◆ CONSIGNE A:
Répondez à ces questions d'après l'extrait sur les murs de Dakar, ci-dessous :
(i) Qui a publié ce texte ?
(ii) Dans quel véhicule se trouve-t-on coincé dans les embouteillages ?
(iii) Entre quoi les murs de Dakar sont-ils « à cheval » ?
◆ CONSIGNE B:
Reprenez, s'il vous plaît, le texte sur les murs de Dakar, ci-dessous, après sa dernière phrase et poursuivez-le.
== EXTRAIT FOURNI
Vie de Dakar: ecoutez ces murs qui vous parlent !

Publié le par Rénald Martre-Dabiran


.(Photo: Le Quotidien)

Fresques, graffiti, Set Setal : Dakar s’écrit sur ses murs…

 

A Dakar, coincé dans les embouteillages à l’intérieur d’un “clando” déglingué qui crache une épaisse fumée noire, sollicité par les «bana-bana» de toutes sortes, il n’y a qu’une chose à faire : prendre son mal en patience. On perd alors son regard sur la ville et ses murs décrépis… L’architecture, souvent rudimentaire, inspirée de la période coloniale, du règne du béton ou de l’ère de la débrouille n’offre rien de très exaltant au regard…Mais les murs, que l’on ne regarde plus à force de trop les voir, méritent une attention particulière. A cheval sur l’imagerie religieuse et populaire, les peintures du mouvement du «Set Setal» et la branche graphique du hip-hop, les murs de Dakar dépeignent les différents visages de la société sénégalaise.
====
== DONNÉES FOURNIES
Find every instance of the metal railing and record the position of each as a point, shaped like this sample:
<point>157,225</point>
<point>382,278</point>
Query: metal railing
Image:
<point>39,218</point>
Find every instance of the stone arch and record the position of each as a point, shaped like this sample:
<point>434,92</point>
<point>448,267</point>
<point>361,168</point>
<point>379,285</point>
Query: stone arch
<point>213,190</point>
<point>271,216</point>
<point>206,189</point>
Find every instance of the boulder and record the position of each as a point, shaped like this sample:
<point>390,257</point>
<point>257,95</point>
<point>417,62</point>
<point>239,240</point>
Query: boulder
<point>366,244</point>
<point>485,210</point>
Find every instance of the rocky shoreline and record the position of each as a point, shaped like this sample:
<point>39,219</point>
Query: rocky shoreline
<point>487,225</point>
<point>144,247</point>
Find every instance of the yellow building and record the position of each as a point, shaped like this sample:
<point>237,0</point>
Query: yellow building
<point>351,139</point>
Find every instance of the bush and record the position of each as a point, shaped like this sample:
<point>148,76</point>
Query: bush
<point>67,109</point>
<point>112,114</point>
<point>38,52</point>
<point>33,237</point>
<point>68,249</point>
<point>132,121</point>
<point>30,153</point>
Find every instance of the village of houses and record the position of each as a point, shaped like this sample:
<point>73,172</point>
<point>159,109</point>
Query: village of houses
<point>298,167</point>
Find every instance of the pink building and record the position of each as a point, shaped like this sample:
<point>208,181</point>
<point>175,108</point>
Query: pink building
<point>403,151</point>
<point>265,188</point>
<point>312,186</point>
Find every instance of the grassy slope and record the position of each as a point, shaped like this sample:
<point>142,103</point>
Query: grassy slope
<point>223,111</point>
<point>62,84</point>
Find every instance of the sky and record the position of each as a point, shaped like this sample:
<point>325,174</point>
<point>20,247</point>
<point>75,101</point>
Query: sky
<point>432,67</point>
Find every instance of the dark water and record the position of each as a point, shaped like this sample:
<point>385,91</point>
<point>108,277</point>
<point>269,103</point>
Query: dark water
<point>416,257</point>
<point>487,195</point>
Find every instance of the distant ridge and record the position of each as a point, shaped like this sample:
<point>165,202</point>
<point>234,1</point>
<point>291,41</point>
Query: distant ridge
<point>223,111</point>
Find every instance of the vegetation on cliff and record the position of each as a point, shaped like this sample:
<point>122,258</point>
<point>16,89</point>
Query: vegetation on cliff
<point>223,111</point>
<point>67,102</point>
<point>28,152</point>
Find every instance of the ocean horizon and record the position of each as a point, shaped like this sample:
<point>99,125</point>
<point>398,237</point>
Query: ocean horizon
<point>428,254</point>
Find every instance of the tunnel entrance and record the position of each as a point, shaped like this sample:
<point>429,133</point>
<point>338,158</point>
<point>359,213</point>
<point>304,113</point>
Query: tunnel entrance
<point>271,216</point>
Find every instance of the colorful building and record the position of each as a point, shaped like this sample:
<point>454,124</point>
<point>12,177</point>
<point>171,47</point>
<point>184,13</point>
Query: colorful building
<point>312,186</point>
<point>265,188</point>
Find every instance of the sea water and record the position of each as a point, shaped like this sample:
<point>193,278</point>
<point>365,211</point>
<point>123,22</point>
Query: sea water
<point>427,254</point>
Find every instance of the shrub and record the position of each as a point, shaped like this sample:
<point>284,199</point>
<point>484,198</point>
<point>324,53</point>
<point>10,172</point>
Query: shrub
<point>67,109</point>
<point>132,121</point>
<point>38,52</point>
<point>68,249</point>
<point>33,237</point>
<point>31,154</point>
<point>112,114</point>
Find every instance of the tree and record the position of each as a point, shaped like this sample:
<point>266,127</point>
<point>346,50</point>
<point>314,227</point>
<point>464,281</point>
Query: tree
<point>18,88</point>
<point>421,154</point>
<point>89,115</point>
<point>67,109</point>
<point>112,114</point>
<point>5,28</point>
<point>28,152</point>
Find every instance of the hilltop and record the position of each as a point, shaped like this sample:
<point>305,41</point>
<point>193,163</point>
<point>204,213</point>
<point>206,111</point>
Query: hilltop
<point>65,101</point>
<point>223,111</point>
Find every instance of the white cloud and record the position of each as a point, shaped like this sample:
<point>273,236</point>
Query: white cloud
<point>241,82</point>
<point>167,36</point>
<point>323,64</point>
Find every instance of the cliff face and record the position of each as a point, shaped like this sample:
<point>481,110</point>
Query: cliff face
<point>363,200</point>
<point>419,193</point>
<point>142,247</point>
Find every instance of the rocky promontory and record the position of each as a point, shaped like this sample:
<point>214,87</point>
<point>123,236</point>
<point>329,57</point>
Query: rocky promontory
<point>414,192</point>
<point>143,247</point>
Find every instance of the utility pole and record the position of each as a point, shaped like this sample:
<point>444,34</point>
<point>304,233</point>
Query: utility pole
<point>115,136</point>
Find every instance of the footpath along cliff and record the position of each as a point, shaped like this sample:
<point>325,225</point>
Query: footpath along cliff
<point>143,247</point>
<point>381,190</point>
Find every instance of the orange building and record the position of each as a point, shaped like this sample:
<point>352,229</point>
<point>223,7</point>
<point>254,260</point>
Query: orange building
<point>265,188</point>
====
== DONNÉES FOURNIES
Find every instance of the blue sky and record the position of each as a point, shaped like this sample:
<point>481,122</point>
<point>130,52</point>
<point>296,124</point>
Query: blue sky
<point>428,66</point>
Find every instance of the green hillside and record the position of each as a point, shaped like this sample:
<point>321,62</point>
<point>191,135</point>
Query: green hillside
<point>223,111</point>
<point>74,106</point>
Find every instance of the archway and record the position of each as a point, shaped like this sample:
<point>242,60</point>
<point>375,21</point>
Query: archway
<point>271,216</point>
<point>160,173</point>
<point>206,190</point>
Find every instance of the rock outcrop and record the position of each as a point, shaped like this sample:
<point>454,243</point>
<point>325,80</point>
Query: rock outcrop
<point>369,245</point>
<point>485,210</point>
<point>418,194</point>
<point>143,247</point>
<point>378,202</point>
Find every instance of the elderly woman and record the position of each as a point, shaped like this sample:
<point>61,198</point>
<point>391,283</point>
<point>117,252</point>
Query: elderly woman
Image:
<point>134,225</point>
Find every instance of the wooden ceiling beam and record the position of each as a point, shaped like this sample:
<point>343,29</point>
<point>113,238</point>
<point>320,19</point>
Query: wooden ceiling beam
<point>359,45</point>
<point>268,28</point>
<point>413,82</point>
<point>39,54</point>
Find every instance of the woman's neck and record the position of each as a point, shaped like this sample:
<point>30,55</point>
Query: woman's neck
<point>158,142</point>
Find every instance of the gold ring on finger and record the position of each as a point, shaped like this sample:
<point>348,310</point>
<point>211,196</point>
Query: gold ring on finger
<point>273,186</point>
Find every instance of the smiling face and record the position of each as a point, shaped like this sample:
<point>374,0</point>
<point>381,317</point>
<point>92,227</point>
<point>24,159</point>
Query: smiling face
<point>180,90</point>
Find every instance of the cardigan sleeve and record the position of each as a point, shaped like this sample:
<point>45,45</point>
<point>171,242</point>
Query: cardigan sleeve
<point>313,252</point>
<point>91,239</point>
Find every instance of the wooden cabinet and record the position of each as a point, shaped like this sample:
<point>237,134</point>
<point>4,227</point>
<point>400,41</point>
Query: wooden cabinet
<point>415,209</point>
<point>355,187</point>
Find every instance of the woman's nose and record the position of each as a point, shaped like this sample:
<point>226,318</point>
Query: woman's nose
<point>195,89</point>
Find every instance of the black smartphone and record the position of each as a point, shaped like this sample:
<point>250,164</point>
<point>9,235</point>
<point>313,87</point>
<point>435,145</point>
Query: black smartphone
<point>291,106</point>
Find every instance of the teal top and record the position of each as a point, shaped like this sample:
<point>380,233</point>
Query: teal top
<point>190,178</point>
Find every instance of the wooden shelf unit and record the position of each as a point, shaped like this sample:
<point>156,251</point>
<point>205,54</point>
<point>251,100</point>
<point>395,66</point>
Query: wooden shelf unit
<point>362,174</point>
====
◆ RÉPONSE ATTENDUE A:
(i) Rénald Martre-Dabiran.
(ii) Dans un « clando » déglingué qui crache une épaisse fumée noire.
(iii) Entre l'imagerie religieuse et populaire, les peintures du mouvement du « Set Setal » et la branche graphique du hip-hop.

◆ RÉPONSE ATTENDUE B:
 

Cheikh Amadou Bamba est là, partout, au détour d’une avenue, d’une ruelle ou d’une cantine, comme pour souligner l’importance de sa place au sein de la société. Au charbon ou à la peinture, son visage est omniprésent, comme une icône, une référence, un symbole de la foi, une fierté aussi. Dans de nombreux quartiers populaires, d’autres grandes figures de la société sénégalaises sont représentées : Cheikh Anta Diop, Léopold Sédar Senghor, le président Abdoulaye Wade…Des visages inconnus, des personnages de bandes dessinées ou des animaux écrivent une autre histoire. La récente histoire d’un gigantesque mouvement populaire : le «Set Setal», une action de salubrité publique et d’assainissement initiée par les populations et qui a fini par rencontrer l’adhésion des autorités.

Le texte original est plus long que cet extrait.